Source records
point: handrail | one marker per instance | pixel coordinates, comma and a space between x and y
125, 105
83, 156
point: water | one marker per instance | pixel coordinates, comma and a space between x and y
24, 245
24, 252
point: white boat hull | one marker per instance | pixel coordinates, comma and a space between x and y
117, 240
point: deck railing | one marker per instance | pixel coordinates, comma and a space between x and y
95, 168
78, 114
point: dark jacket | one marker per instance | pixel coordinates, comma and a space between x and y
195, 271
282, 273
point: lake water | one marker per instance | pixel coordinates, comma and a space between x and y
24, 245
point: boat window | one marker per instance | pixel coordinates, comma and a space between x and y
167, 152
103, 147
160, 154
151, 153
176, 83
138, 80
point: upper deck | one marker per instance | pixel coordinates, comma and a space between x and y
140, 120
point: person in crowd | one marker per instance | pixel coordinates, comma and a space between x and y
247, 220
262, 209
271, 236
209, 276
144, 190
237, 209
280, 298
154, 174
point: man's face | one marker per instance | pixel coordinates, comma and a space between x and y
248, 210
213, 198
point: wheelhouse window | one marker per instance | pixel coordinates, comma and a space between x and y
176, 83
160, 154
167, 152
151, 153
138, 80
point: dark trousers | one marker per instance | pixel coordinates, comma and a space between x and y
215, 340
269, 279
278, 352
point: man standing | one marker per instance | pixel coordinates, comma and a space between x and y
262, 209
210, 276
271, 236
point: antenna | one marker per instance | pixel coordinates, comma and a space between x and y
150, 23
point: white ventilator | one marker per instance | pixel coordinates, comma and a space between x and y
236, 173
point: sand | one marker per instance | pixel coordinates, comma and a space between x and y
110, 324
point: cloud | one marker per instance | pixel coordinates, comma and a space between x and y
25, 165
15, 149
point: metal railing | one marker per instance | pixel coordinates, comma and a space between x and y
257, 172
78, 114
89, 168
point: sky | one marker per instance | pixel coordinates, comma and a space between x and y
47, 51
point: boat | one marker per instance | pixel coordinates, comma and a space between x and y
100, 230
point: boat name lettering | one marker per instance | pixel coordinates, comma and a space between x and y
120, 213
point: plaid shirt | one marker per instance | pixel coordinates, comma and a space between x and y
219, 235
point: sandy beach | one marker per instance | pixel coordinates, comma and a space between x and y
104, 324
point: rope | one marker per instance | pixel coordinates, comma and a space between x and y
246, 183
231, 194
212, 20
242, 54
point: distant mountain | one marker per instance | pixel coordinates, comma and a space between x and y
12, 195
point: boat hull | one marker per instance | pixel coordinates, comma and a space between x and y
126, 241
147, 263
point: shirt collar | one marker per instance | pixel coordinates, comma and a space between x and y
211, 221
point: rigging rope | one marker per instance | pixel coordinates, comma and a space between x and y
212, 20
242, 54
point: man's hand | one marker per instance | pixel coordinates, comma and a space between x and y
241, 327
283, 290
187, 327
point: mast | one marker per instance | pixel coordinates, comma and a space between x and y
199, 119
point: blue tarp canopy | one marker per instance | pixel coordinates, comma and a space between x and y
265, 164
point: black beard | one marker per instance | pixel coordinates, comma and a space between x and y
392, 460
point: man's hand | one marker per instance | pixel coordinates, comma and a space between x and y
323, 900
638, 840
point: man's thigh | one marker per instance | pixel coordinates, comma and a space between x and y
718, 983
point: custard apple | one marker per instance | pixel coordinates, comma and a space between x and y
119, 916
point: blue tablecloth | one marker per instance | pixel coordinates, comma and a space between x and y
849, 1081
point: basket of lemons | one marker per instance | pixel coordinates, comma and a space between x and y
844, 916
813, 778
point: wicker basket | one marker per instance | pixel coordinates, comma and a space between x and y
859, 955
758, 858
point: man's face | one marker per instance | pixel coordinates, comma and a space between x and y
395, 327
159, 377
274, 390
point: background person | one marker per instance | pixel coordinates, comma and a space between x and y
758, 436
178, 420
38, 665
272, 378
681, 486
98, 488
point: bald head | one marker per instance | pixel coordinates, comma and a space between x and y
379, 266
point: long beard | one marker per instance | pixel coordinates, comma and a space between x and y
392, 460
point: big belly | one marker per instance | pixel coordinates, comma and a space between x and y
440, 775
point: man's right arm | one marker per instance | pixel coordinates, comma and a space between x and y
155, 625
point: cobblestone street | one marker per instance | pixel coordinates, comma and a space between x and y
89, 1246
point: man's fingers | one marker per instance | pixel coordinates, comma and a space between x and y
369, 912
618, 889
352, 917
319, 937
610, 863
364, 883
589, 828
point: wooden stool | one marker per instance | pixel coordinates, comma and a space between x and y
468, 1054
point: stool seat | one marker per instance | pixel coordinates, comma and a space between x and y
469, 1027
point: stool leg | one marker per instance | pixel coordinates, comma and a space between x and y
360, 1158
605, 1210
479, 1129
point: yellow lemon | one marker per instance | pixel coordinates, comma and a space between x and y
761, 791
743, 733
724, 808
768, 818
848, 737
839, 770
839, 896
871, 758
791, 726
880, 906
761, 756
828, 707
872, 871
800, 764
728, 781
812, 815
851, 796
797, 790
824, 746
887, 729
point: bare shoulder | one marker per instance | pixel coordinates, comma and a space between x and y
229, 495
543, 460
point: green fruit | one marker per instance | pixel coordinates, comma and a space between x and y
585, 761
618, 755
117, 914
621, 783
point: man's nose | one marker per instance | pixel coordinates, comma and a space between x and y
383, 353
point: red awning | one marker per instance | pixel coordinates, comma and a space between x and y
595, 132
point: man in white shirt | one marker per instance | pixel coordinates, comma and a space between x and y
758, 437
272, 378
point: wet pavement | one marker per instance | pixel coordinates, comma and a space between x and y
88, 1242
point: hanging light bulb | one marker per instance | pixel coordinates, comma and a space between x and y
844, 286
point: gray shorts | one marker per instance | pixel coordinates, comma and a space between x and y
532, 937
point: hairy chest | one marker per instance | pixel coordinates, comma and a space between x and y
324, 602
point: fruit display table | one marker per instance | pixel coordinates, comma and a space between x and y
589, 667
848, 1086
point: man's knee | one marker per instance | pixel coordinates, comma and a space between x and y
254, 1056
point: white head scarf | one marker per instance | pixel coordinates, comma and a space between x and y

§ **Work to complete**:
Present every line of the entries above as a numbered list, leaving out any blank lines.

§ **The result**:
1. point: handrail | one marker per instance | pixel coordinates, comma and a space between x and y
2. 125, 105
3. 83, 156
4. point: water | one marker per instance | pixel coordinates, comma and a space between x and y
5. 24, 245
6. 24, 252
7. point: white boat hull | one marker per instance | pixel coordinates, comma and a space between x and y
8. 117, 240
9. point: deck railing | one marker per instance | pixel coordinates, comma and a space between x and y
10. 95, 168
11. 78, 114
12. point: dark jacket | one marker per instance | pixel coordinates, comma and a space between x and y
13. 195, 271
14. 282, 273
15. point: lake water | one marker per instance | pixel coordinates, comma and a space between x and y
16. 24, 245
17. point: boat window | one marker per instance | pixel coordinates, comma and a space between x and y
18. 167, 152
19. 103, 147
20. 160, 154
21. 151, 153
22. 176, 83
23. 138, 80
24. point: upper deck | one marker per instance | pixel coordinates, comma and a space between x and y
25. 140, 120
26. point: person in crowd | one marker per instance | pixel coordinates, comma and a space between x and y
27. 247, 220
28. 262, 209
29. 271, 236
30. 209, 276
31. 144, 190
32. 237, 209
33. 280, 298
34. 154, 174
35. point: man's face | one marker per instance | pixel coordinates, comma and a space between x and y
36. 248, 210
37. 213, 198
38. point: wheelhouse window | one marker per instance | pixel coordinates, comma and a space between x and y
39. 176, 83
40. 160, 154
41. 167, 152
42. 151, 153
43. 138, 80
44. point: dark trousers | one marker per instance | pixel coordinates, comma and a space between x and y
45. 215, 340
46. 269, 279
47. 278, 352
48. point: man standing | one marker per instance | pixel coordinates, comma and a space between x and y
49. 262, 209
50. 210, 276
51. 271, 236
52. point: antenna | one marker per instance | pixel coordinates, comma and a space between x and y
53. 150, 23
54. point: white ventilator | one marker per instance | pixel coordinates, comma and a space between x and y
55. 236, 173
56. point: sand | one marker per instance | pixel coordinates, comma and a space between x and y
57. 110, 324
58. point: cloud | one marker per instance | pixel coordinates, comma and a space between x and y
59. 25, 165
60. 15, 149
61. point: metal railing | one marker per instance | pixel coordinates, comma and a space between x and y
62. 257, 172
63. 78, 114
64. 89, 168
65. point: sky | one marker per instance | pixel coordinates, comma and a space between x and y
66. 47, 51
67. point: boat | one marker per instance | pixel coordinates, comma and a space between x and y
68. 100, 230
69. point: boat name lettering | one marker per instance | pixel coordinates, comma and a space between x and y
70. 120, 213
71. point: plaid shirt | one marker per instance | pixel coordinates, comma and a space between x and y
72. 219, 235
73. point: sandy beach | one marker per instance | pixel coordinates, comma and a space between x and y
74. 104, 324
75. point: rope | one marker per instance | pixel coordinates, comma and a space between x and y
76. 246, 183
77. 231, 194
78. 212, 20
79. 242, 54
80. point: distant mountain | one marker per instance | pixel coordinates, comma and a space between x and y
81. 12, 195
82. point: boat hull | one marker per instance | pixel coordinates, comma and a space between x and y
83. 126, 241
84. 147, 263
85. point: shirt collar | one marker per instance | pixel coordinates, comma and a space between x and y
86. 211, 221
87. point: rigging rope | one marker per instance | pixel coordinates, comma and a space between x and y
88. 212, 20
89. 242, 54
90. point: man's hand | one marker per instance | pixel coordinates, comma and a space between x and y
91. 241, 327
92. 283, 290
93. 187, 327
94. point: mast | one marker per instance | pixel coordinates, comma and a space between x and y
95. 199, 119
96. point: blue tarp canopy | one marker per instance | pixel coordinates, comma and a space between x and y
97. 265, 164
98. point: black beard | one marker per instance | pixel coordinates, comma and a space between x and y
99. 392, 460
100. point: man's hand | one marker per instance | pixel coordinates, comma and a space between x and y
101. 323, 900
102. 638, 840
103. point: man's thigh | one marker per instance | pixel coordinates, comma and a space between x and y
104. 718, 983
105. point: custard apple | one marker per instance | pixel coordinates, comma and a space between x and y
106. 119, 916
107. point: blue tablecloth | one marker per instance | pixel coordinates, comma and a space between x and y
108. 849, 1081
109. point: basket of lemons | one marker per instance | pixel coordinates, comma and a space between x and y
110. 844, 916
111. 813, 778
112. point: wicker basket | one marker per instance | pixel coordinates, comma and a space between x and y
113. 859, 955
114. 758, 858
115. point: man's face | one marker per instance | pixel coordinates, comma and a space between x and y
116. 395, 327
117. 159, 377
118. 274, 390
119. point: background person | one marker per instance | pixel coordinates, comma and a space between x and y
120. 758, 436
121. 178, 420
122. 38, 665
123. 272, 378
124. 681, 486
125. 98, 488
126. point: bald head | one marker per instance | pixel coordinates, comma and a space between x and y
127. 379, 266
128. point: long beard | one marker per instance | pixel coordinates, comma and a space between x and y
129. 392, 460
130. point: big belly | one marker per instance | pixel coordinates, comma and a space between x and y
131. 440, 775
132. point: man's right arm | one marker per instance | pixel coordinates, comma and a space between x and y
133. 155, 625
134. point: cobblestone street | one marker per instance | pixel coordinates, comma and a space between x and y
135. 89, 1246
136. point: man's fingers | one marker per instance | pixel coordinates, comma and a space between x and y
137. 369, 912
138. 618, 889
139. 352, 917
140. 319, 937
141. 610, 863
142. 364, 883
143. 589, 828
144. point: wooden stool | one marker per instance | pixel coordinates, comma and a space between x and y
145. 468, 1054
146. point: stool seat | one marker per instance | pixel coordinates, comma and a space between x and y
147. 469, 1027
148. point: stool leg | one marker per instance | pixel coordinates, comma and a space between x and y
149. 360, 1158
150. 605, 1210
151. 479, 1129
152. point: yellow lemon | one marker per instance | pixel coordinates, comma and a space between x and y
153. 761, 791
154. 743, 733
155. 724, 808
156. 768, 818
157. 848, 737
158. 839, 770
159. 839, 896
160. 871, 758
161. 791, 726
162. 880, 906
163. 761, 756
164. 828, 707
165. 872, 871
166. 800, 764
167. 728, 781
168. 812, 815
169. 851, 796
170. 797, 790
171. 824, 746
172. 887, 729
173. point: bare shoulder | one marker per instance | pixel coordinates, comma and a space between x and y
174. 229, 495
175. 543, 460
176. point: green fruit | one marker per instance | pixel coordinates, comma and a space between x and y
177. 585, 761
178. 618, 755
179. 117, 914
180. 621, 783
181. point: man's nose | one marker per instance | pixel coordinates, comma and a space between x and y
182. 383, 353
183. point: red awning | one marker per instance | pixel coordinates, comma and a space between x and y
184. 595, 132
185. point: man in white shirt | one marker per instance | pixel coordinates, comma and a space between x and y
186. 758, 437
187. 272, 378
188. point: wet pavement | one marker per instance | pixel coordinates, comma and a space between x and y
189. 88, 1242
190. point: hanging light bulb | one marker per instance | pixel coordinates, comma and a space between x and y
191. 844, 286
192. point: gray shorts | one marker per instance | pixel coordinates, comma and a space between x and y
193. 532, 937
194. point: hairy chest | one marker per instance | pixel coordinates, comma and a space between x and y
195. 324, 602
196. point: fruit display table | one marker per instance | pixel coordinates, comma and a space between x and y
197. 589, 667
198. 848, 1086
199. point: man's knee | one marker per instance | pixel coordinates, comma and a space between x and y
200. 254, 1056
201. point: white head scarf | one marker per instance | pixel coordinates, comma and a space between x and y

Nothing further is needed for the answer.